- **Task requirements**:
Reproduce the passage on coronary plaque and cardiac risk from "Emerging research, based" to "of the cohort.".

- **Exercise passage**:
Emerging research, based on coronary computed tomography angiography (CCTA) findings, suggests that a lipid core burden greater than or equal to 2.8 percent in patients with non-ST-segment elevation (NSTE) acute coronary syndrome (ACS) is associated with significantly elevated risk for major adverse cardiovascular events (MACEs).
For the multicenter prospective study, recently published in Radiology, researchers reviewed data from 342 patients with NSTE ACS (mean age of 57.9) who had CCTA exams within a day of undergoing invasive coronary angiography (ICA).
Data from a median follow-up period of four years revealed that 29.7 percent of the study cohort had MACEs, ranging from 41 hospitalizations for unstable angina to eight cardiac deaths. The researchers also noted that MACEs related to non-revascularized plaque occurred in 23.9 percent of the cohort.

Pointing data for referring expressions
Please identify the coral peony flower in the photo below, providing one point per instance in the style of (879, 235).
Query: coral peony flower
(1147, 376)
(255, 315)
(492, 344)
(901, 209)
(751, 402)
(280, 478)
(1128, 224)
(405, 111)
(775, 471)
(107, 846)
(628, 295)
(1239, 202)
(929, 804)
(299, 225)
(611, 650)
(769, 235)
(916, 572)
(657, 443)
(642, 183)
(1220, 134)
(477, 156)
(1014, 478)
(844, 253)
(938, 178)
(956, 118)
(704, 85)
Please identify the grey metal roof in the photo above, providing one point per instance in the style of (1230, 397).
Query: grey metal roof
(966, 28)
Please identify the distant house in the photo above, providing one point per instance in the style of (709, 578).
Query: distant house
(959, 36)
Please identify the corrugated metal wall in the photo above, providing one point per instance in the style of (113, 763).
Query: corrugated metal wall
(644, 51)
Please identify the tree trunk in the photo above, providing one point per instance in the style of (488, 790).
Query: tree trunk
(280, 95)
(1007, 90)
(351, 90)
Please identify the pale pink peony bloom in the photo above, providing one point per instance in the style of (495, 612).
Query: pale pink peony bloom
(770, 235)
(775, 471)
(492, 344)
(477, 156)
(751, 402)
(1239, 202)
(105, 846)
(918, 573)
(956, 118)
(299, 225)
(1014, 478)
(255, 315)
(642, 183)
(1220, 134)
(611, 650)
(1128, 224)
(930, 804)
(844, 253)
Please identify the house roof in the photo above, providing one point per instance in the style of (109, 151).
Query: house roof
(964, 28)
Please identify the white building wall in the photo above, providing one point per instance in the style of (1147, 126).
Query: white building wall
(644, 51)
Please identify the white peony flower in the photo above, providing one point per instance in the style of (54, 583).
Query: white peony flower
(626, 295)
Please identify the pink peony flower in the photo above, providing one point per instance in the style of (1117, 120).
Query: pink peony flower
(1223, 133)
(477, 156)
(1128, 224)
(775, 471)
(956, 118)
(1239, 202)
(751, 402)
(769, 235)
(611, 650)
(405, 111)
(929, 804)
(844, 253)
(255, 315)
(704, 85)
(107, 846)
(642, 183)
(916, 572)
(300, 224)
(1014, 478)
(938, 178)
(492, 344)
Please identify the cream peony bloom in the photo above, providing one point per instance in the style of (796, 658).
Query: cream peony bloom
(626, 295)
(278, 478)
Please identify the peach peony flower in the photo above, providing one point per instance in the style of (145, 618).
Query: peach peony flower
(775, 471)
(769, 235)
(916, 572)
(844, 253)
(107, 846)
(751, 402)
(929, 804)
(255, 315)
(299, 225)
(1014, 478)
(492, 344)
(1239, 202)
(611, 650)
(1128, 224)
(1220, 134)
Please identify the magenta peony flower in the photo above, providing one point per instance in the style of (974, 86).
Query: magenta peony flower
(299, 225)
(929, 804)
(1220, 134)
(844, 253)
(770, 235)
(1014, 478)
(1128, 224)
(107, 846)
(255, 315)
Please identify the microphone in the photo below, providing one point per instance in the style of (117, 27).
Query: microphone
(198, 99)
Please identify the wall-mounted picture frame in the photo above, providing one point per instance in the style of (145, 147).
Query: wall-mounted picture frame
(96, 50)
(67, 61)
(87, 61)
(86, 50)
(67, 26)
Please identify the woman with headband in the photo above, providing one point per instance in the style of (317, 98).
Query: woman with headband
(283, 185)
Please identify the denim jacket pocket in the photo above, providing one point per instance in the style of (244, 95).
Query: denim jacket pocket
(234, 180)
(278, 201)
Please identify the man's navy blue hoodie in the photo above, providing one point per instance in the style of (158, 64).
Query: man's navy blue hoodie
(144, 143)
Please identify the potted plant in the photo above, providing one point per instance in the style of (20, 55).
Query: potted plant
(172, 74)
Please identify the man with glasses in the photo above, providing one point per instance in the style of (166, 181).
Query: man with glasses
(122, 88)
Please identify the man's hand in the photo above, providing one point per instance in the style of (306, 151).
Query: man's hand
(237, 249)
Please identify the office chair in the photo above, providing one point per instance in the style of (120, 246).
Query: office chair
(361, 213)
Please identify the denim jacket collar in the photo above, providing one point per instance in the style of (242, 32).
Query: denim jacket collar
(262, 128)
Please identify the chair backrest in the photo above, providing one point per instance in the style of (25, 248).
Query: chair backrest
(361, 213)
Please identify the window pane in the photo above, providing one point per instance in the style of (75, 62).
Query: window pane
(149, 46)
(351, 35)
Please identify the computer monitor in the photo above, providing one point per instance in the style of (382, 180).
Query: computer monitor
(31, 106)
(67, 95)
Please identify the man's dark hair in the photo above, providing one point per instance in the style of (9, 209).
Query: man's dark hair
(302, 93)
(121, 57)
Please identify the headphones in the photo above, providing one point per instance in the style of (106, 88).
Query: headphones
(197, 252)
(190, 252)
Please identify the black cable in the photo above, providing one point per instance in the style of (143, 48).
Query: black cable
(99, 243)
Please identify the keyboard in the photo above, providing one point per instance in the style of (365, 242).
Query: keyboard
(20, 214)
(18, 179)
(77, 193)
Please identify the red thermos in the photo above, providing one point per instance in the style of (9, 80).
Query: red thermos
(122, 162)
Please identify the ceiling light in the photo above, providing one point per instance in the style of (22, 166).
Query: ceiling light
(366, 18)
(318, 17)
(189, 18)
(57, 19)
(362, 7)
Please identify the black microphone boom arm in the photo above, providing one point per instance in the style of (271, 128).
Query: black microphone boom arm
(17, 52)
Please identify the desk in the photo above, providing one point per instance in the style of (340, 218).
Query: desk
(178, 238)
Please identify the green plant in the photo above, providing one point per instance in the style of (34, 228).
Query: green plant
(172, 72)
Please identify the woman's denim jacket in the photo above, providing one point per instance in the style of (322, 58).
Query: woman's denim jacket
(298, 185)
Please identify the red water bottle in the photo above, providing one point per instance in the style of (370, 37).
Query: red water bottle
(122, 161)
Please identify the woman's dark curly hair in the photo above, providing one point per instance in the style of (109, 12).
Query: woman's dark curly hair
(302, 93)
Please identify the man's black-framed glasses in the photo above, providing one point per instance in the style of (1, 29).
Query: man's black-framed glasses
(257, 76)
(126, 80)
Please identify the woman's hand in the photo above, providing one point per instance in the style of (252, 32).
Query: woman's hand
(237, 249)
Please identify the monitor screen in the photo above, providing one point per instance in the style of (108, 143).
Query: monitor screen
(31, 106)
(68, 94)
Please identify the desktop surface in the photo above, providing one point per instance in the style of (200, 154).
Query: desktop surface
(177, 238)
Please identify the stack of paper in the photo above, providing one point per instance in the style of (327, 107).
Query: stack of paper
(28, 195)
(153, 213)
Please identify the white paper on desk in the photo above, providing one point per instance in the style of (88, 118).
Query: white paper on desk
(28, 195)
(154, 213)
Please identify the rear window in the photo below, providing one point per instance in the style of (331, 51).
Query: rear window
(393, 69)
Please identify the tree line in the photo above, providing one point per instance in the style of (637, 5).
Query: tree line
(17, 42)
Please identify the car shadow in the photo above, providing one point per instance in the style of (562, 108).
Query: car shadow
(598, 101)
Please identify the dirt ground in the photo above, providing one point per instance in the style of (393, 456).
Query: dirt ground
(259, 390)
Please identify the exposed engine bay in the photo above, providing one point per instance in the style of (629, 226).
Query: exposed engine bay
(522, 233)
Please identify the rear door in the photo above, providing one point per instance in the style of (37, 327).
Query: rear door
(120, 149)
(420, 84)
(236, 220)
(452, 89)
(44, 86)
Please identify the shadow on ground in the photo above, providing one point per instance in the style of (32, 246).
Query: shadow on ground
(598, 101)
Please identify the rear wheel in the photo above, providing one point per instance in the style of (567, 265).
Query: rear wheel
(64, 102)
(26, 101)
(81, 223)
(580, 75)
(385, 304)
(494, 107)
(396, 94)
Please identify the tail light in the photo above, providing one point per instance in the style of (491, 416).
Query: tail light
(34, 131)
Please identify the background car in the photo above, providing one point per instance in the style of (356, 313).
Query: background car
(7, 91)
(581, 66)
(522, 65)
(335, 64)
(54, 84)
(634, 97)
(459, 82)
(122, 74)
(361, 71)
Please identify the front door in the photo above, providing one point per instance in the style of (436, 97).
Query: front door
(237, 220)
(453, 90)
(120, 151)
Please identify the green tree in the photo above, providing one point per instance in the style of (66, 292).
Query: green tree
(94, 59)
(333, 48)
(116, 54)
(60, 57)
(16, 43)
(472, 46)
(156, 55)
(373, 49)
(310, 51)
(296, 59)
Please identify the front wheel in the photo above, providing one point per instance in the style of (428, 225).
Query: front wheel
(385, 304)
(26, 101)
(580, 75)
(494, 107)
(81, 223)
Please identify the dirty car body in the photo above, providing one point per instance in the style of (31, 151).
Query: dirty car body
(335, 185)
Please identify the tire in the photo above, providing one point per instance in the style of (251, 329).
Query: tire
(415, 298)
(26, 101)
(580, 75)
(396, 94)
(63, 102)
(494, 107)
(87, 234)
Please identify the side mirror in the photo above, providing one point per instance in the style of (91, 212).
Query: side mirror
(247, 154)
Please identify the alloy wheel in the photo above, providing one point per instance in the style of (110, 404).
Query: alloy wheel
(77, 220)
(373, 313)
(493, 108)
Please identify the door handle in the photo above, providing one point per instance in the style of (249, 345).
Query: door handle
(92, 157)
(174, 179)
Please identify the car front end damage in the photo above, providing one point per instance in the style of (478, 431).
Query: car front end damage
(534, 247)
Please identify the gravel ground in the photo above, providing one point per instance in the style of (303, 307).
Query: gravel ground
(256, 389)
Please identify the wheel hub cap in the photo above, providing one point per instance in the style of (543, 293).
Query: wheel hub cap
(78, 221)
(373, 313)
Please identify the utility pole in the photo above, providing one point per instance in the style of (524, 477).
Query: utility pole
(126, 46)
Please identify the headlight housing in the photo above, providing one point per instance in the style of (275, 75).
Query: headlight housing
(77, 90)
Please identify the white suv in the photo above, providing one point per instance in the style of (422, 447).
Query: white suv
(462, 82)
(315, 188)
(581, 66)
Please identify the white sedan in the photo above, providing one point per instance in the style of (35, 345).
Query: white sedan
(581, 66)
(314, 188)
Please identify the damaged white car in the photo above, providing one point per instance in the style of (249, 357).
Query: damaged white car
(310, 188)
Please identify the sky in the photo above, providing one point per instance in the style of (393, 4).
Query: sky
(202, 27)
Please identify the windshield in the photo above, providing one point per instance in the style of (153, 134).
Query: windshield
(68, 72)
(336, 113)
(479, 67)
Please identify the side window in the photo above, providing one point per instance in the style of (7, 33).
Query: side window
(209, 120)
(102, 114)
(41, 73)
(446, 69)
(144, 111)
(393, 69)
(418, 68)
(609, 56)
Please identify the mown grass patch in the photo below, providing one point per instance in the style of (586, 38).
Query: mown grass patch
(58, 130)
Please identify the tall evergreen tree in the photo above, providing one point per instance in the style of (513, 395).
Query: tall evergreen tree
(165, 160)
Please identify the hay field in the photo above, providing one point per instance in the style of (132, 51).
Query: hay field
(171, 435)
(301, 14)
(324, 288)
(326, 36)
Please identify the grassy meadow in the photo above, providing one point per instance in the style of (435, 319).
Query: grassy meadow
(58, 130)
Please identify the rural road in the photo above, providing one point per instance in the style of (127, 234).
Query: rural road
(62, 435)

- **Completed task**:
Emerging research, based on coronary computed tomography angiography (CCTA) findings, suggests that a lipid core burden greater than or equal to 2.8 percent in patients with non-ST-segment elevation (NSTE) acute coronary syndrome (ACS) is associated with significantly elevated risk for major adverse cardiovascular events (MACEs).
For the multicenter prospective study, recently published in Radiology, researchers reviewed data from 342 patients with NSTE ACS (mean age of 57.9) who had CCTA exams within a day of undergoing invasive coronary angiography (ICA).
Data from a median follow-up period of four years revealed that 29.7 percent of the study cohort had MACEs, ranging from 41 hospitalizations for unstable angina to eight cardiac deaths. The researchers also noted that MACEs related to non-revascularized plaque occurred in 23.9 percent of the cohort.